[Start DATA RECORDS]

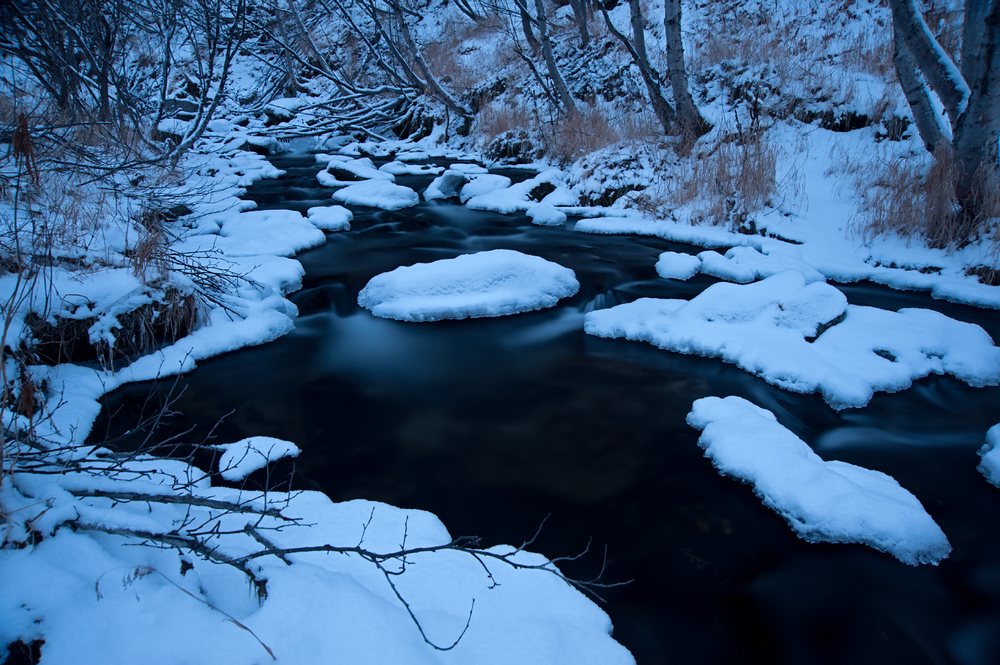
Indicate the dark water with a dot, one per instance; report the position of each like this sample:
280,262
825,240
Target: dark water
493,424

[End DATA RECORDS]

TASK PROMPT – Retype the lines above word for word, leaving out the pictures.

ANSWER IN FULL –
Indicate the dark water with a dot, one per instance; report the position of each like this sample:
280,262
825,240
Target: dark water
493,424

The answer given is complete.